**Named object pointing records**
--------

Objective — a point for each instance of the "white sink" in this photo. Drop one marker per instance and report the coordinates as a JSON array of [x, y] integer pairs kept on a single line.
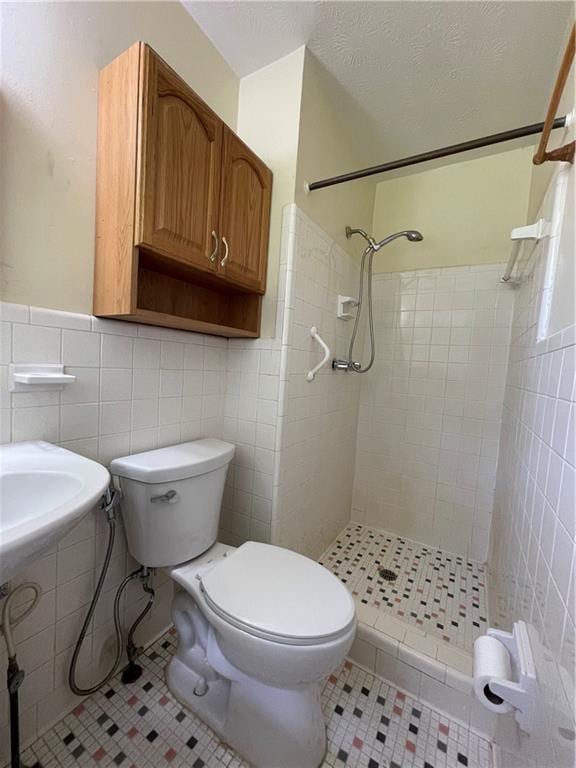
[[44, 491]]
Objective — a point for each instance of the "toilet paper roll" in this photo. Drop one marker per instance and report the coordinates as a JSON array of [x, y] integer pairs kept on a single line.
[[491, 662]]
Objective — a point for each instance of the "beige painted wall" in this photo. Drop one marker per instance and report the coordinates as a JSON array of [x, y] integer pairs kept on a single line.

--------

**TASK**
Lay out all of the records above as a numbered list, leaving out any blank lines. Omit the pictures from your answer.

**EXERCISE ANSWER**
1. Objective — a point for each instance of the "white sink" in this photo. Drop one marker per instance and report the coordinates as a JSON array of [x, y] integer pairs kept on a single line.
2. [[44, 491]]
3. Objective — a point for each instance of the "toilet paper roll" in this photo. Drop one marker per instance and report the coordinates as a JSON array of [x, y] integer pairs kept on a single line.
4. [[491, 662]]
5. Objective — a point for each instance of the "beige painted wall" in this photo. Drop one marker per instance and report the coordinates as a JSON array of [x, y] integer pairs kept on a single line.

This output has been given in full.